#### YOUR GOAL
Rewrite each line of the records below as a numbered list, omitting blank lines and the pictures.

#### PROVIDED RECORDS

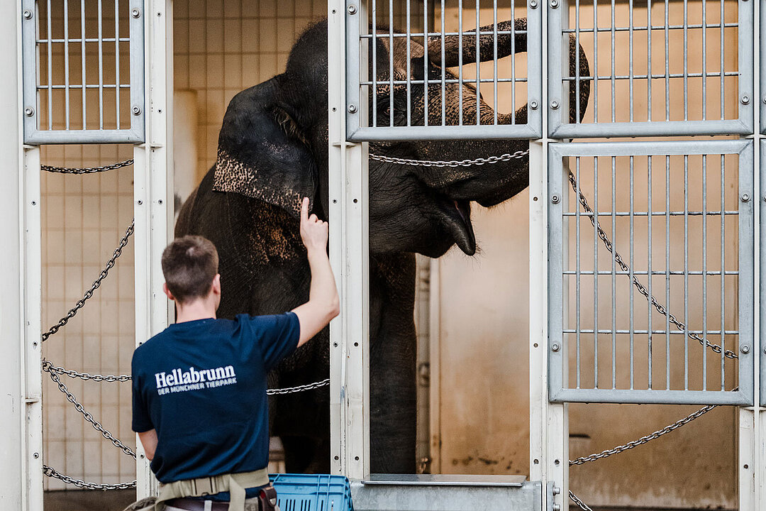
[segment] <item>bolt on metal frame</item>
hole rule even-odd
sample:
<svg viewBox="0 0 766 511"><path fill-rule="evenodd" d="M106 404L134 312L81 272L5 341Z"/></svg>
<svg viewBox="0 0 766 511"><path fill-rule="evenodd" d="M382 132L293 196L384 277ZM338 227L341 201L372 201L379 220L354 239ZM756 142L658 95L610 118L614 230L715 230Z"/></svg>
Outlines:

#### ANSWER FOR THE TASK
1. [segment] <item>bolt on metal frame</item>
2. hole rule even-odd
3. sample:
4. <svg viewBox="0 0 766 511"><path fill-rule="evenodd" d="M106 404L134 312L81 272L5 341Z"/></svg>
5. <svg viewBox="0 0 766 511"><path fill-rule="evenodd" d="M382 132L293 196L384 277ZM338 227L341 201L372 201L379 220L354 239ZM756 142L658 95L610 118L614 230L715 230Z"/></svg>
6. Outlines:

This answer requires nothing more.